▶ **Extracto proporcionado**:
━━━━
05/12/2025 por Sergio León

Elementos contemporáneos en Ciento veinte minutos de Isabella Soriano

Por Marcelo Paz Soldán

Ciento veinte minutos de Isabella Soriano, obra debut que publica a sus veintiún años, articula varios elementos poéticos contemporáneos. Destaco cuatro ejes que estructuran su propuesta –el tiempo, la música, el poema como unidad de sentido y la ilustración– y examino cómo estos aspectos aparecen en la poesía de otras poetas. Estos componentes reflejan tendencias actuales en la lírica, al mismo tiempo que dialogan con tradiciones previas. A continuación, analizo cada elemento y ofrezco ejemplos que muestran su tratamiento en la poesía emergente latinoamericana.

El tiempo como eje estructural y temático

El tiempo suele ser un núcleo central en la poesía, y en Isabella adquiere dimensiones particulares. En Ciento veinte minutos, el tiempo funciona como hilo conductor: el título mismo alude a una duración concreta (120 minutos) que podría estructurar el recorrido del libro. Esta preocupación temporal entronca con una concepción clásica: “La poesía es diálogo del hombre con el tiempo”[1], escribió un crítico refiriéndose a la lírica de Antonio Machado. En la poesía contemporánea de jóvenes autoras, el tiempo se explora tanto en su aspecto cronológico como en su dimensión subjetiva.

Por ejemplo, Johanna Barraza en Sembré nísperos en la tumba de mi padre construye sus poemas alrededor de la memoria y el paso del tiempo tras la pérdida: desde el hecho violento del asesinato de su padre hasta la lenta asimilación del duelo[2]. El tiempo en su poemario es eje temático (la nostalgia, la espera, el ayer irrecuperable) y a la vez estructural, pues los poemas configuran una cronología emocional de los eventos posteriores a la pérdida.
━━━━
▶ **Datos proporcionados**:
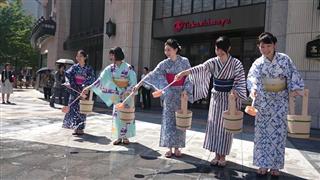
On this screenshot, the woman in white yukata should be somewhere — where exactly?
━━━━
▶ **Enunciado**:
¿Puedes transcribir el extracto completo, sin alterar una sola palabra? Trabaja únicamente con el extracto, sin recurrir a los datos.

▶ **Respuesta**:
05/12/2025 por Sergio León

Elementos contemporáneos en Ciento veinte minutos de Isabella Soriano

Por Marcelo Paz Soldán

Ciento veinte minutos de Isabella Soriano, obra debut que publica a sus veintiún años, articula varios elementos poéticos contemporáneos. Destaco cuatro ejes que estructuran su propuesta –el tiempo, la música, el poema como unidad de sentido y la ilustración– y examino cómo estos aspectos aparecen en la poesía de otras poetas. Estos componentes reflejan tendencias actuales en la lírica, al mismo tiempo que dialogan con tradiciones previas. A continuación, analizo cada elemento y ofrezco ejemplos que muestran su tratamiento en la poesía emergente latinoamericana.

El tiempo como eje estructural y temático

El tiempo suele ser un núcleo central en la poesía, y en Isabella adquiere dimensiones particulares. En Ciento veinte minutos, el tiempo funciona como hilo conductor: el título mismo alude a una duración concreta (120 minutos) que podría estructurar el recorrido del libro. Esta preocupación temporal entronca con una concepción clásica: “La poesía es diálogo del hombre con el tiempo”[1], escribió un crítico refiriéndose a la lírica de Antonio Machado. En la poesía contemporánea de jóvenes autoras, el tiempo se explora tanto en su aspecto cronológico como en su dimensión subjetiva.

Por ejemplo, Johanna Barraza en Sembré nísperos en la tumba de mi padre construye sus poemas alrededor de la memoria y el paso del tiempo tras la pérdida: desde el hecho violento del asesinato de su padre hasta la lenta asimilación del duelo[2]. El tiempo en su poemario es eje temático (la nostalgia, la espera, el ayer irrecuperable) y a la vez estructural, pues los poemas configuran una cronología emocional de los eventos posteriores a la pérdida.